GIVEN PROBLEM:
With the pictures left out, reproduce exactly the lines running from the line with "Task: locate the" to the last line of the material below.
======== MATERIAL SUPPLIED
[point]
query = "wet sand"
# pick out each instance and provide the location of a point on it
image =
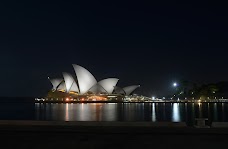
(108, 135)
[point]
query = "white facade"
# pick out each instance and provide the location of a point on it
(85, 79)
(70, 83)
(86, 82)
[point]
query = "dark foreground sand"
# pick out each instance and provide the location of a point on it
(66, 135)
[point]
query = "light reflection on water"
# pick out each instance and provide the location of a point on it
(174, 112)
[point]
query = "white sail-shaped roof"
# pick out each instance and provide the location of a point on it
(62, 86)
(69, 81)
(97, 88)
(129, 89)
(74, 87)
(108, 84)
(55, 83)
(119, 90)
(85, 79)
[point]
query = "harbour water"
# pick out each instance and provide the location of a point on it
(154, 112)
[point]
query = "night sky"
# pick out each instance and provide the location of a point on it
(151, 44)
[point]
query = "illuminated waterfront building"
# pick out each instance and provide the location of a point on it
(86, 87)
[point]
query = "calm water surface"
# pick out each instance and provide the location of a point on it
(174, 112)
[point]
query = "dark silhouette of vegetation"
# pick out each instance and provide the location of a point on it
(189, 90)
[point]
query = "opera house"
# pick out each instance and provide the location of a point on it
(84, 87)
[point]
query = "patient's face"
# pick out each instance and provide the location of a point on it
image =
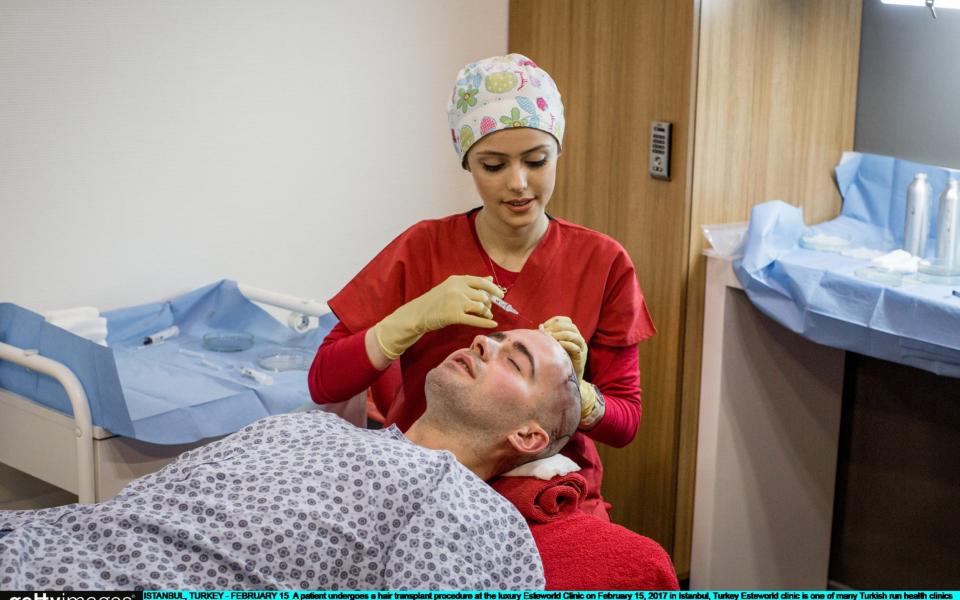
(500, 378)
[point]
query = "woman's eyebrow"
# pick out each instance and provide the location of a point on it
(495, 153)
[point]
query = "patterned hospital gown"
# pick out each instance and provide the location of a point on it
(299, 501)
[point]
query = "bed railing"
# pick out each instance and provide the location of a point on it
(83, 430)
(299, 320)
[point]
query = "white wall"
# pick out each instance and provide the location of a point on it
(909, 84)
(147, 148)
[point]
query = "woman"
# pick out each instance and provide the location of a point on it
(429, 291)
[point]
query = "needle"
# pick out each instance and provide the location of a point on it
(506, 307)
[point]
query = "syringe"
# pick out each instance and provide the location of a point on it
(503, 304)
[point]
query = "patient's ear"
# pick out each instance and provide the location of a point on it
(529, 439)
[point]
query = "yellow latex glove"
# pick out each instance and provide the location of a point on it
(566, 333)
(459, 300)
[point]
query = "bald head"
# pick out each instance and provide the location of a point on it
(515, 389)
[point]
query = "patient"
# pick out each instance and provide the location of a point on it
(308, 501)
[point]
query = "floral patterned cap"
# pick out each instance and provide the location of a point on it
(500, 92)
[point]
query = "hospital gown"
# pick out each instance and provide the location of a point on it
(299, 501)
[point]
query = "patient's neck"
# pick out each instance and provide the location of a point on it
(427, 434)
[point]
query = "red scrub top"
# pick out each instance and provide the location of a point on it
(573, 271)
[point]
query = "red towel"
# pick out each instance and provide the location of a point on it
(582, 552)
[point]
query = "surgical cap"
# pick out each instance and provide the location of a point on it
(500, 92)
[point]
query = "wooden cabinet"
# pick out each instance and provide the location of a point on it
(761, 94)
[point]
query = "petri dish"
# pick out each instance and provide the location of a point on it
(938, 272)
(881, 276)
(228, 341)
(286, 360)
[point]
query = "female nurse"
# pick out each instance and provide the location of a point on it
(429, 291)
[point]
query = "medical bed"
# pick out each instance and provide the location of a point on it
(72, 453)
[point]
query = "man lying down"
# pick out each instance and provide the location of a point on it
(308, 501)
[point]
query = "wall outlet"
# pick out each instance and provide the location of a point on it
(660, 149)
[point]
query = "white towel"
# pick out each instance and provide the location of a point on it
(545, 468)
(81, 312)
(84, 321)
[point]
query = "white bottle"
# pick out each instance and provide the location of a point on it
(948, 222)
(916, 222)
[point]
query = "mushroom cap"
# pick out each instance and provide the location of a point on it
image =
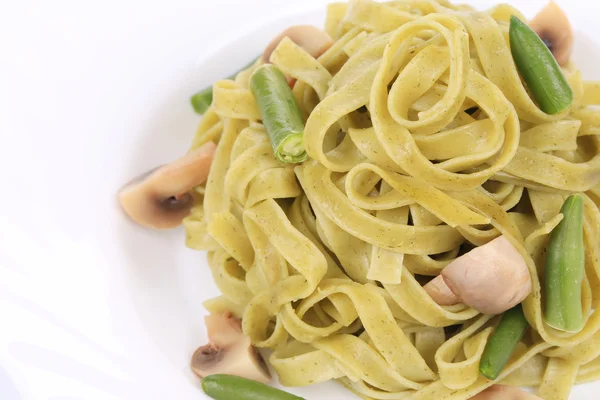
(160, 199)
(504, 392)
(552, 25)
(229, 351)
(439, 291)
(491, 278)
(313, 40)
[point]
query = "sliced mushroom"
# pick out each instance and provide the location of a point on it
(161, 198)
(491, 278)
(229, 351)
(552, 25)
(504, 392)
(313, 40)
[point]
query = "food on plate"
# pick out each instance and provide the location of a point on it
(565, 269)
(161, 198)
(229, 351)
(313, 40)
(490, 278)
(554, 28)
(230, 387)
(539, 69)
(501, 345)
(279, 113)
(406, 202)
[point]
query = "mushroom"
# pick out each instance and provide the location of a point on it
(161, 198)
(313, 40)
(229, 351)
(491, 278)
(552, 25)
(504, 392)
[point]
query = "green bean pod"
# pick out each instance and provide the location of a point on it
(503, 342)
(203, 99)
(565, 268)
(229, 387)
(280, 113)
(539, 69)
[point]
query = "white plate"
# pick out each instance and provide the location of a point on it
(93, 93)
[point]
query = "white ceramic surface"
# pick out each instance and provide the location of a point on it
(91, 94)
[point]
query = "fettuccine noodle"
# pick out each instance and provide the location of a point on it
(324, 260)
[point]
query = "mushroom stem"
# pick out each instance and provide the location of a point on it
(161, 198)
(553, 26)
(313, 40)
(491, 278)
(229, 351)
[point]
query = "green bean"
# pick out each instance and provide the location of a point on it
(229, 387)
(503, 342)
(539, 69)
(203, 99)
(280, 113)
(565, 267)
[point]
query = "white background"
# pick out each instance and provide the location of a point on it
(92, 93)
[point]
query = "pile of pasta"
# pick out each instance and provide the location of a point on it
(422, 141)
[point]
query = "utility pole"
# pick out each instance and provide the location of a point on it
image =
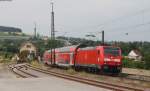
(35, 30)
(52, 36)
(103, 40)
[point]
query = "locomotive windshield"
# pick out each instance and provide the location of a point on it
(111, 51)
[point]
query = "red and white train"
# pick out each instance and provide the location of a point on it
(104, 58)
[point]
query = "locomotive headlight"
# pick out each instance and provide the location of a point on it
(106, 59)
(117, 60)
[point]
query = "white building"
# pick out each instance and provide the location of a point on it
(135, 54)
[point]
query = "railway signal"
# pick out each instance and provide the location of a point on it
(52, 35)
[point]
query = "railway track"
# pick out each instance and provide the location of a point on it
(106, 85)
(18, 70)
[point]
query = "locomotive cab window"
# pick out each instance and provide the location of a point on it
(98, 52)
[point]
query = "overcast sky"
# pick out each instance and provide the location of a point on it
(80, 17)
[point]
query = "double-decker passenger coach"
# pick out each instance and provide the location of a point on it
(101, 58)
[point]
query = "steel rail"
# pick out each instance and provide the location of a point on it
(87, 81)
(17, 71)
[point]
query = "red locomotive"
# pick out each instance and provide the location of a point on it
(103, 58)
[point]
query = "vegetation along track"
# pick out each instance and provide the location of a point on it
(18, 70)
(106, 85)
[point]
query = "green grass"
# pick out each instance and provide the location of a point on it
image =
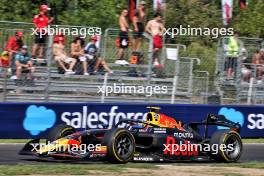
(73, 169)
(251, 164)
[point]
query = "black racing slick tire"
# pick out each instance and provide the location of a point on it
(120, 145)
(60, 131)
(229, 146)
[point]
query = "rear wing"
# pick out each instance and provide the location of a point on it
(217, 120)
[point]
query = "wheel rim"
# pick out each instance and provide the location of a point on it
(235, 142)
(124, 146)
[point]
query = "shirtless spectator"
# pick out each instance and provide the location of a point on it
(14, 44)
(60, 55)
(41, 21)
(123, 38)
(77, 51)
(258, 59)
(138, 23)
(23, 62)
(156, 29)
(92, 57)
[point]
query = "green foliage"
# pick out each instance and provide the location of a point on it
(250, 21)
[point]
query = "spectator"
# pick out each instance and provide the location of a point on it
(41, 21)
(232, 55)
(77, 51)
(156, 28)
(258, 60)
(14, 44)
(138, 23)
(60, 55)
(92, 56)
(246, 66)
(123, 38)
(23, 62)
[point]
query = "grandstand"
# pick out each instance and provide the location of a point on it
(185, 84)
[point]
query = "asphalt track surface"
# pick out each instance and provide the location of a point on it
(9, 155)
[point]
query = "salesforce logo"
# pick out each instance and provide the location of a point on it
(232, 115)
(93, 120)
(38, 119)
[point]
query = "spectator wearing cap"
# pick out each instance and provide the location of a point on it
(77, 50)
(60, 55)
(41, 21)
(92, 57)
(138, 24)
(258, 60)
(14, 44)
(23, 62)
(232, 54)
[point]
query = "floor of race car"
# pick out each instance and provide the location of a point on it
(9, 155)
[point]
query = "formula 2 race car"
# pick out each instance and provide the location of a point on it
(159, 138)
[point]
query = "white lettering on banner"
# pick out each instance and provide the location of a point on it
(256, 121)
(98, 120)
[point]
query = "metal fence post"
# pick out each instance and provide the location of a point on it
(49, 57)
(175, 78)
(150, 59)
(104, 88)
(5, 84)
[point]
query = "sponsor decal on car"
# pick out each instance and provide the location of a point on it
(160, 130)
(93, 120)
(256, 121)
(183, 135)
(183, 149)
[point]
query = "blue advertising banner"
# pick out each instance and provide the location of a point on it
(30, 120)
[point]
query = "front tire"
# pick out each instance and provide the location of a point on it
(120, 145)
(60, 131)
(232, 141)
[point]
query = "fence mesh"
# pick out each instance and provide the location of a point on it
(185, 82)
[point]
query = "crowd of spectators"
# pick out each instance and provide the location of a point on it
(238, 58)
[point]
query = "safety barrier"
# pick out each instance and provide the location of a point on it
(30, 120)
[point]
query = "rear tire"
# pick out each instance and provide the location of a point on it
(60, 131)
(228, 138)
(120, 145)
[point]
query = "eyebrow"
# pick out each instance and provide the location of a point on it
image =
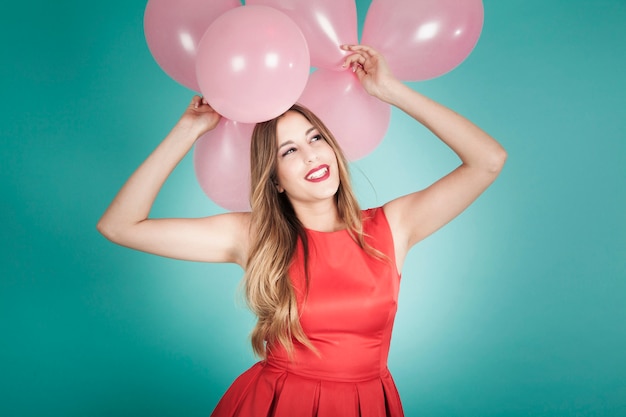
(289, 141)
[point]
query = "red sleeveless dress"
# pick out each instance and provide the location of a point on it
(348, 315)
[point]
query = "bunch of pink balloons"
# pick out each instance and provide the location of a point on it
(253, 62)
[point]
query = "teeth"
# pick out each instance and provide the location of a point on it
(318, 174)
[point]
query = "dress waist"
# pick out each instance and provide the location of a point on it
(331, 365)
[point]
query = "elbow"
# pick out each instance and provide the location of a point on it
(107, 230)
(497, 160)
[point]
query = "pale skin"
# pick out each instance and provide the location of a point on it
(302, 158)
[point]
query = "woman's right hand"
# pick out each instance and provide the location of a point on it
(199, 116)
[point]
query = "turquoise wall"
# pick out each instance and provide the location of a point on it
(517, 308)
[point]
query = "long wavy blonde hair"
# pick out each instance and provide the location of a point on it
(275, 230)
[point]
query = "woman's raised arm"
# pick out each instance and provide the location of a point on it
(221, 238)
(417, 215)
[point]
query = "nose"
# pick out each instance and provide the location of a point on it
(310, 156)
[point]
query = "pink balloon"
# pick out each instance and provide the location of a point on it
(173, 29)
(253, 63)
(357, 120)
(221, 160)
(423, 39)
(326, 25)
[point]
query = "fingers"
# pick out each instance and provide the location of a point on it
(199, 101)
(360, 55)
(196, 101)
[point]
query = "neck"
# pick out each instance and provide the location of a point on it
(322, 216)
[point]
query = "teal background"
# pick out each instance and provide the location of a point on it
(516, 308)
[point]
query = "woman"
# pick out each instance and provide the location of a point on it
(321, 275)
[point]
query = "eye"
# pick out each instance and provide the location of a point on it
(289, 151)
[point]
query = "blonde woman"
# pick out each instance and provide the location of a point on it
(321, 274)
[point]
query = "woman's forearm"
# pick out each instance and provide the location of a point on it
(134, 201)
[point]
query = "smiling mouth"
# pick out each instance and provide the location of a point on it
(318, 174)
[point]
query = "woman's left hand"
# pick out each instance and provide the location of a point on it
(371, 69)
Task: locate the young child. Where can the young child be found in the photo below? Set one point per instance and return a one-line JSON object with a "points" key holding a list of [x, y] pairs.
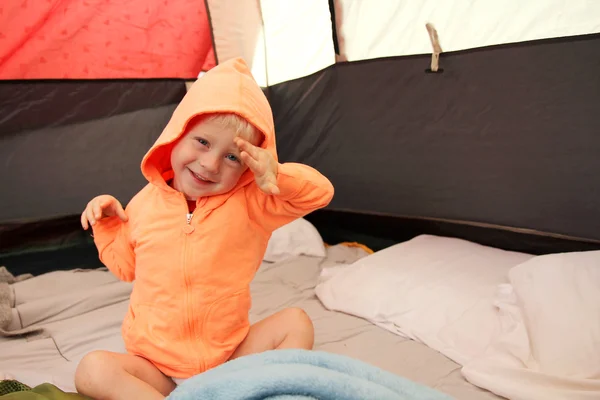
{"points": [[193, 239]]}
================
SOLUTION TO THIS PROBLEM:
Task: locate the young child. Where can the young child be found in the photo below? Set one point per instance and return a one-line JSON object with a "points" key holding a list of [x, y] pairs.
{"points": [[193, 239]]}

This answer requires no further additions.